=== Try it ===
One number is the whole answer: the tally of lines in the records that include the word "Query".
======== Data for analysis
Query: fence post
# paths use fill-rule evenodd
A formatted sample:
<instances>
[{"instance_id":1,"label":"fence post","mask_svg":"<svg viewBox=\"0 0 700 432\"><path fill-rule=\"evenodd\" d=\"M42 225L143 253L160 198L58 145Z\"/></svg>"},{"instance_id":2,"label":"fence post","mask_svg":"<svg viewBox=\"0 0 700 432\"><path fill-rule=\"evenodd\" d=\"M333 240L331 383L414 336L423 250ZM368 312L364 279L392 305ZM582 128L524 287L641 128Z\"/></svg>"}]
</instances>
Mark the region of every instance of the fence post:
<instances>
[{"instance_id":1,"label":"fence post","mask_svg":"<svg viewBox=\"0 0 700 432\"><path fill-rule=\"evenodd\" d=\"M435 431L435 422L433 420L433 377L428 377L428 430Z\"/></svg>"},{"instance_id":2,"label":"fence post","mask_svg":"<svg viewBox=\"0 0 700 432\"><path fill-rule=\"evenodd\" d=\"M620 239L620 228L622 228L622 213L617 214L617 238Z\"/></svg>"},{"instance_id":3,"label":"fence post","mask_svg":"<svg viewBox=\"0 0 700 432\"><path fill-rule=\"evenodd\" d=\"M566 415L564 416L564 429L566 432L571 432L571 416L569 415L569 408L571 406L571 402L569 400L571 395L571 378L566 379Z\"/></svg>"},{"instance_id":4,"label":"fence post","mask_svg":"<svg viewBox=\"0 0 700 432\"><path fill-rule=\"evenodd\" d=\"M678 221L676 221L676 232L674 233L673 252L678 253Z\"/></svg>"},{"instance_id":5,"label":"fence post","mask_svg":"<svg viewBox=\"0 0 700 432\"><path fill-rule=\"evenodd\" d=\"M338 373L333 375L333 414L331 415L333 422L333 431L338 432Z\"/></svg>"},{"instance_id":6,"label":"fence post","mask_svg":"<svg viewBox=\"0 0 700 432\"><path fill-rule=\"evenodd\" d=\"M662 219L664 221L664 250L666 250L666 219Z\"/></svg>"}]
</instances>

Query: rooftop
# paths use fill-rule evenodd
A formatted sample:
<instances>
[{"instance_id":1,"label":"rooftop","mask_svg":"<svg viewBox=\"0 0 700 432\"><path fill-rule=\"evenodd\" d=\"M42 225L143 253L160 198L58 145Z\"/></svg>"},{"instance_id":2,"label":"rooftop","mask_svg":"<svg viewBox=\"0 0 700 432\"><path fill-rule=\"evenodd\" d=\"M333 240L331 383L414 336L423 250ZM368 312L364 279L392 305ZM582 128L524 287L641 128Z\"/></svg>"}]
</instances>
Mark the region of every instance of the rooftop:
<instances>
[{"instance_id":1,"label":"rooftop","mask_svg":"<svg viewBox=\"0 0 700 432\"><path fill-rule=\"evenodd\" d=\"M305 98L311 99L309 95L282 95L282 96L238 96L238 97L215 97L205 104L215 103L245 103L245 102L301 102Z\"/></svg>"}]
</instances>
================
======== Data for analysis
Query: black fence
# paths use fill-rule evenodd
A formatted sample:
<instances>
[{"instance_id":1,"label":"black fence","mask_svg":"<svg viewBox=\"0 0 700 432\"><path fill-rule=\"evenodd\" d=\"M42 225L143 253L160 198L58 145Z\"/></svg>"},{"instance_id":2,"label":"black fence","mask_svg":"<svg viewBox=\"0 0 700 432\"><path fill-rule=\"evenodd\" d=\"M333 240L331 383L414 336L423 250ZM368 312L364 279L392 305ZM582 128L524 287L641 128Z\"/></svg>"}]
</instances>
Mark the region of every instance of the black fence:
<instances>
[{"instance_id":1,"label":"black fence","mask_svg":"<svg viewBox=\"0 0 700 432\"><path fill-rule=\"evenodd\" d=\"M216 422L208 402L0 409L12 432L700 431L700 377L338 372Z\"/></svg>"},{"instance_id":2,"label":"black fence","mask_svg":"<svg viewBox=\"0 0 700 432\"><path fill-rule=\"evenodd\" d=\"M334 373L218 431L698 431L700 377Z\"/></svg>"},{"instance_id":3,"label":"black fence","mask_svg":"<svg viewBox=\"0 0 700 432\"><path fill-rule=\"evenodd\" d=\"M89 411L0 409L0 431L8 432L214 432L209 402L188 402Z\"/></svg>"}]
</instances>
================
======== Data for analysis
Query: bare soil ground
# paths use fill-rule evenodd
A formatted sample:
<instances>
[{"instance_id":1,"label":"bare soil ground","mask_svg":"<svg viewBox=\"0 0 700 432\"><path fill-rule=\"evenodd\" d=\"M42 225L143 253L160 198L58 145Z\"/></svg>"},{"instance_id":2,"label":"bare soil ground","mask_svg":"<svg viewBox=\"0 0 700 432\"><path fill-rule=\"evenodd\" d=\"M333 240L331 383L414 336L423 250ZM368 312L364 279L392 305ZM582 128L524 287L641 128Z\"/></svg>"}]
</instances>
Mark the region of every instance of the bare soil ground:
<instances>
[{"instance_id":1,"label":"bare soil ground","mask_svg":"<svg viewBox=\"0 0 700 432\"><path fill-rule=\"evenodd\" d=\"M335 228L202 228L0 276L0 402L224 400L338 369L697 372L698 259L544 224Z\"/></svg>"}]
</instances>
================
=== Task answer ===
4